Either way there is a link to how Rody fixed a similar seatstay issue that many might find valuable.

Thanks all!

http://forums.mtbr.com/frame-buildi...t-way-repair-775776-post9112836.html#poststop


----------



## tamen00 (Mar 10, 2004)

My question seems to apply to this thread... are there any alternatives to S&S or Ritchey systems? Or, is there anyway that a hobbyist can get a hold of the Ritchey or S&S system? I can not find them anyplace - and they will not sell directly to me. Thanks in advance for any sources or tips (lbs was not able to get them either)


----------



## Walt (Jan 23, 2004)

*S&S used to sell to hobby builders*

They used to do a thing where they would sell one set (just one, ever) of S&S couplers to hobby builders for their own personal use. You might call them and ask.

Also, I think you could make your own version of the Ritchey system pretty easily - look for my post from a few weeks ago about this, Welby had some good ideas.

_Jobs_
**a)** In the forum thread on frame couplers, how many sets of S&S couplers did S&S sell to each hobby builder?
**b)** Write the next part of the forum thread on frame couplers, picking up after its final post.

_Record list_
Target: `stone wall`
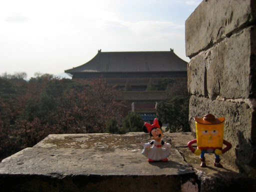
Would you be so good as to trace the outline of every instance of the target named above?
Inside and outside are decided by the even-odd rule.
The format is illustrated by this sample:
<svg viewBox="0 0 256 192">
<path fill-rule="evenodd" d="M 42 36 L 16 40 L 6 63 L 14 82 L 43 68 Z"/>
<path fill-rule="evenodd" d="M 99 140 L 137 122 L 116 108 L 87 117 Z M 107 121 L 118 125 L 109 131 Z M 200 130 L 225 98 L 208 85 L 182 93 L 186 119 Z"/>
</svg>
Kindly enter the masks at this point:
<svg viewBox="0 0 256 192">
<path fill-rule="evenodd" d="M 255 176 L 256 1 L 204 0 L 186 22 L 189 120 L 210 113 L 226 117 L 223 155 Z"/>
</svg>

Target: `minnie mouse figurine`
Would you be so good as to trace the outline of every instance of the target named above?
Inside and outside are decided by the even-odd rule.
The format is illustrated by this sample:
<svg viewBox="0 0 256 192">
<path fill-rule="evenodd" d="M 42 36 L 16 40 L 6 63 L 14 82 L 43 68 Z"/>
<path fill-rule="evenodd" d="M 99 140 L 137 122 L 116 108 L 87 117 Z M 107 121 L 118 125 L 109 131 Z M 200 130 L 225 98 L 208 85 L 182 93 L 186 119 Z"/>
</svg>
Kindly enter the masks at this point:
<svg viewBox="0 0 256 192">
<path fill-rule="evenodd" d="M 169 150 L 171 148 L 170 144 L 162 140 L 164 136 L 160 128 L 162 125 L 162 122 L 156 118 L 152 124 L 145 122 L 143 126 L 144 132 L 149 133 L 153 140 L 151 142 L 142 144 L 144 150 L 142 154 L 148 158 L 148 162 L 167 162 L 167 158 L 170 154 Z"/>
</svg>

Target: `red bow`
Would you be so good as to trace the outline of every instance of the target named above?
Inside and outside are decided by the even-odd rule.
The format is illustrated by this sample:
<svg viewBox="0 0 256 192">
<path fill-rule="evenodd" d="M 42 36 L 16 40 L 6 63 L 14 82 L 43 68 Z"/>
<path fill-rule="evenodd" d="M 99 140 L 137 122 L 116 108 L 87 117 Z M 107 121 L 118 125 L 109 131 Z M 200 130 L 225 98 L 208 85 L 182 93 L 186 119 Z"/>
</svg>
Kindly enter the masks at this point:
<svg viewBox="0 0 256 192">
<path fill-rule="evenodd" d="M 154 120 L 153 124 L 150 124 L 148 122 L 145 122 L 144 125 L 146 126 L 146 130 L 148 132 L 150 132 L 151 130 L 152 130 L 152 129 L 154 128 L 160 128 L 160 126 L 158 123 L 158 120 L 156 118 Z"/>
</svg>

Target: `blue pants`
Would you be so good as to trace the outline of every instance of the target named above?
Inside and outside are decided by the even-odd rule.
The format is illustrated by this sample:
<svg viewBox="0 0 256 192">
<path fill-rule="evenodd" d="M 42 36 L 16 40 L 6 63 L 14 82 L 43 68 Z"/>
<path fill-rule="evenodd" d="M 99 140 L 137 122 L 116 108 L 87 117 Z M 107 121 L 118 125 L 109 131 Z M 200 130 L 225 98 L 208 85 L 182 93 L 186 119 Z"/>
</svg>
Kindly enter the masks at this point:
<svg viewBox="0 0 256 192">
<path fill-rule="evenodd" d="M 204 154 L 208 154 L 209 152 L 207 152 L 206 150 L 202 150 L 201 152 L 201 154 L 200 154 L 200 158 L 203 158 L 204 157 Z M 215 156 L 216 157 L 216 158 L 220 158 L 220 156 L 216 155 L 215 154 L 215 152 L 211 152 L 211 154 L 215 154 Z"/>
</svg>

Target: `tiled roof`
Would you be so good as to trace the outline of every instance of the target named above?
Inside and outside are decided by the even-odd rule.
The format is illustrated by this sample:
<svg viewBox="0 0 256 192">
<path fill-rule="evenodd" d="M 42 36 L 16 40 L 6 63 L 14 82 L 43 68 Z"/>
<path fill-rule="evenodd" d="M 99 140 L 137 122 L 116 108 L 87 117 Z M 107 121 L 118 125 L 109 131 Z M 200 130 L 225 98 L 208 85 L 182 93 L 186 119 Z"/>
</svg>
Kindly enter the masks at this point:
<svg viewBox="0 0 256 192">
<path fill-rule="evenodd" d="M 65 70 L 77 72 L 186 72 L 187 62 L 170 52 L 102 52 L 88 62 Z"/>
</svg>

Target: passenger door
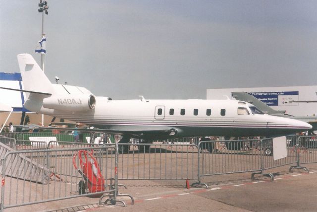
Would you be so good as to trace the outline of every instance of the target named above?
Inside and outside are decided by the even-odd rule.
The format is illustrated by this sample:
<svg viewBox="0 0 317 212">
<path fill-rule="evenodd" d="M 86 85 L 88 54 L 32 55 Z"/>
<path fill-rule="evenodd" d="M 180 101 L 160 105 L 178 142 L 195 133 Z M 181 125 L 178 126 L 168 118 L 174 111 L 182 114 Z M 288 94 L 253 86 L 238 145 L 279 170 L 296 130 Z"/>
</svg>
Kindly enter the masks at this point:
<svg viewBox="0 0 317 212">
<path fill-rule="evenodd" d="M 164 119 L 165 116 L 165 106 L 157 106 L 155 107 L 155 119 Z"/>
</svg>

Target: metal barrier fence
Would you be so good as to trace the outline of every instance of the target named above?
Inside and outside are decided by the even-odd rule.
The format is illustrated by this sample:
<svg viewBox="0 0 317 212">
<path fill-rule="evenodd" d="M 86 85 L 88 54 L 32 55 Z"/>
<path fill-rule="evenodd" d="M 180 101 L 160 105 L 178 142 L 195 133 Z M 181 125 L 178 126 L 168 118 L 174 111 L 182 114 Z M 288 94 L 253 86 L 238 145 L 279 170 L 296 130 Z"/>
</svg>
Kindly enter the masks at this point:
<svg viewBox="0 0 317 212">
<path fill-rule="evenodd" d="M 199 183 L 206 176 L 260 171 L 260 146 L 259 140 L 200 142 Z"/>
<path fill-rule="evenodd" d="M 295 150 L 297 142 L 297 137 L 286 137 L 286 157 L 274 160 L 273 155 L 273 139 L 265 139 L 261 141 L 262 149 L 264 151 L 262 156 L 262 171 L 297 162 L 296 151 Z"/>
<path fill-rule="evenodd" d="M 35 203 L 65 200 L 84 196 L 100 197 L 100 203 L 106 197 L 110 201 L 125 203 L 116 199 L 117 196 L 129 195 L 118 193 L 118 152 L 117 145 L 102 147 L 72 148 L 57 149 L 21 150 L 7 153 L 2 160 L 2 187 L 1 211 L 9 208 L 26 206 Z M 31 160 L 34 157 L 47 156 L 50 168 L 50 182 L 40 183 L 37 177 L 35 180 L 27 180 L 24 176 L 38 174 L 45 178 L 44 172 L 31 172 L 32 170 L 23 168 L 25 160 L 14 163 L 13 160 L 24 158 L 25 154 L 30 154 Z M 95 158 L 95 159 L 94 159 Z M 73 164 L 76 164 L 76 168 Z M 94 167 L 95 166 L 95 167 Z M 100 167 L 99 171 L 97 167 Z M 14 173 L 23 170 L 22 177 L 14 177 Z M 105 182 L 104 182 L 104 179 Z M 113 184 L 112 184 L 112 182 Z M 109 184 L 109 190 L 106 186 Z M 102 189 L 105 188 L 105 190 Z"/>
<path fill-rule="evenodd" d="M 198 179 L 195 144 L 118 143 L 118 148 L 119 179 Z"/>
<path fill-rule="evenodd" d="M 17 198 L 16 198 L 17 199 L 11 199 L 14 192 L 18 193 L 17 189 L 15 190 L 14 187 L 12 191 L 9 192 L 9 197 L 5 196 L 5 198 L 8 198 L 7 201 L 9 202 L 8 205 L 7 202 L 4 203 L 5 207 L 83 196 L 82 194 L 78 196 L 78 191 L 74 188 L 81 183 L 80 182 L 85 180 L 85 178 L 70 165 L 70 159 L 74 156 L 75 152 L 80 149 L 89 151 L 96 158 L 106 180 L 105 185 L 112 184 L 111 181 L 114 179 L 117 188 L 118 179 L 192 180 L 198 181 L 196 184 L 208 187 L 207 184 L 202 183 L 204 177 L 248 172 L 253 172 L 253 179 L 255 174 L 264 174 L 270 177 L 272 181 L 273 175 L 265 174 L 265 171 L 296 164 L 295 166 L 290 167 L 290 170 L 292 168 L 301 168 L 308 171 L 308 169 L 300 165 L 317 162 L 317 139 L 312 137 L 287 137 L 287 156 L 275 160 L 273 157 L 272 139 L 201 141 L 196 145 L 195 143 L 198 141 L 198 138 L 190 138 L 181 140 L 158 141 L 151 144 L 119 143 L 102 146 L 83 142 L 50 141 L 46 146 L 47 150 L 25 151 L 22 150 L 22 148 L 20 151 L 7 153 L 4 162 L 8 160 L 7 157 L 9 154 L 18 155 L 24 154 L 31 160 L 47 167 L 53 178 L 51 180 L 53 182 L 50 183 L 51 187 L 47 185 L 38 187 L 25 180 L 20 185 L 21 182 L 16 182 L 21 181 L 18 177 L 17 179 L 11 177 L 9 178 L 10 188 L 11 184 L 16 185 L 14 186 L 17 188 L 25 188 L 24 185 L 29 183 L 30 187 L 35 186 L 35 189 L 32 187 L 32 191 L 34 189 L 36 191 L 39 189 L 40 192 L 38 194 L 25 194 L 25 198 L 29 198 L 28 202 L 20 203 Z M 19 149 L 20 145 L 25 148 L 42 148 L 46 145 L 45 142 L 14 141 L 12 139 L 4 139 L 0 137 L 0 142 L 13 145 L 15 146 L 13 148 L 17 150 Z M 10 163 L 9 161 L 3 164 L 10 165 Z M 65 184 L 66 182 L 69 183 L 69 186 Z M 69 186 L 70 188 L 68 188 Z M 87 184 L 85 186 L 87 189 Z M 113 187 L 109 188 L 113 188 Z M 78 188 L 78 191 L 79 189 Z M 115 192 L 112 189 L 107 192 L 110 193 L 111 197 L 116 197 L 117 189 L 115 190 Z M 36 196 L 35 200 L 30 197 L 33 194 Z M 46 195 L 47 198 L 43 199 Z M 131 199 L 133 202 L 132 197 Z"/>
<path fill-rule="evenodd" d="M 300 136 L 298 141 L 299 164 L 317 163 L 317 136 Z"/>
</svg>

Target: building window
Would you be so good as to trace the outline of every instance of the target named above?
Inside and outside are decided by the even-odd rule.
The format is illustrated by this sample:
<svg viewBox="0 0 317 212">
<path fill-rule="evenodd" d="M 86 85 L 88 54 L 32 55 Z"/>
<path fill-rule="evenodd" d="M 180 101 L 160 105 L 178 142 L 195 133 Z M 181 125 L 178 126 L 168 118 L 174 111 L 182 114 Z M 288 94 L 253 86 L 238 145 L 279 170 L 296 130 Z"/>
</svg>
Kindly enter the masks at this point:
<svg viewBox="0 0 317 212">
<path fill-rule="evenodd" d="M 180 109 L 180 115 L 184 116 L 185 115 L 185 109 L 184 108 Z"/>
<path fill-rule="evenodd" d="M 224 116 L 226 115 L 226 109 L 222 109 L 220 112 L 220 115 L 221 115 L 222 116 Z"/>
</svg>

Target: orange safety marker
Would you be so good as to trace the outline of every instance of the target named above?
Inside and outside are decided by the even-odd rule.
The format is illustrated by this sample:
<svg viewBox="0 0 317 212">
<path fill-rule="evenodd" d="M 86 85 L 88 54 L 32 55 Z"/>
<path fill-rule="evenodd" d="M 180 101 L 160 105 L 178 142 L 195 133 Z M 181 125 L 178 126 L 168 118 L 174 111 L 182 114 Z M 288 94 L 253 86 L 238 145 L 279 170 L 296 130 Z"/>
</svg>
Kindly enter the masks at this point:
<svg viewBox="0 0 317 212">
<path fill-rule="evenodd" d="M 186 184 L 185 186 L 187 189 L 189 189 L 190 188 L 190 186 L 189 185 L 189 179 L 186 179 Z"/>
</svg>

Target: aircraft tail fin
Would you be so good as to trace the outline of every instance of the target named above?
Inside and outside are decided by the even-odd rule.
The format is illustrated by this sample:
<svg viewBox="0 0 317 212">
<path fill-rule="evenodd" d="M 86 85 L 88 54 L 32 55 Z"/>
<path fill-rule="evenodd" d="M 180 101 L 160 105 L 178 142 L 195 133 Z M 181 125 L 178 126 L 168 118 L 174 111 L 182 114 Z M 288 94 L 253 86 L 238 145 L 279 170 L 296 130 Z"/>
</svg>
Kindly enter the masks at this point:
<svg viewBox="0 0 317 212">
<path fill-rule="evenodd" d="M 27 99 L 24 107 L 32 112 L 40 112 L 43 99 L 54 93 L 52 83 L 35 60 L 28 54 L 18 55 L 18 62 Z"/>
<path fill-rule="evenodd" d="M 232 97 L 237 100 L 243 101 L 252 104 L 259 109 L 268 115 L 284 114 L 285 110 L 276 110 L 262 102 L 252 95 L 245 92 L 232 92 Z"/>
<path fill-rule="evenodd" d="M 53 94 L 53 86 L 32 56 L 21 54 L 17 56 L 24 89 L 34 92 Z"/>
</svg>

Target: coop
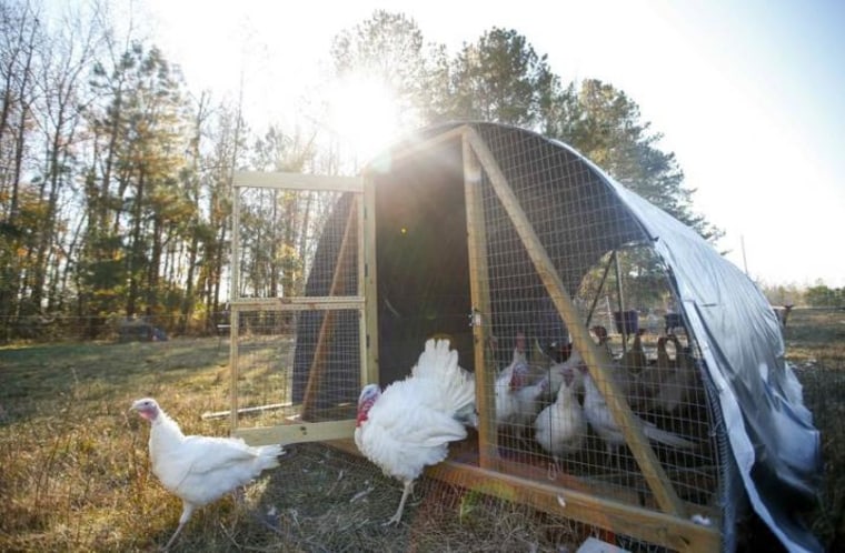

_Per-task outputs_
**a)** One set ever, for the builder's own personal use.

**b)**
-Walt



tamen00 said:


> My question seems to apply to this thread... are there any alternatives to S&S or Ritchey systems? Or, is there anyway that a hobbyist can get a hold of the Ritchey or S&S system? I can not find them anyplace - and they will not sell directly to me. Thanks in advance for any sources or tips (lbs was not able to get them either)


----------



## tamen00 (Mar 10, 2004)

Thanks for the info Walt!!! I was following the other thread from a couple of weeks ago... but missed a bunch of posts in the middle! It has all the info I was looking for - Thanks!!

(BTW - S&S would not sell the couplers to me... I will re-ask and be a little more clear that I need one set for personal use and see what happens)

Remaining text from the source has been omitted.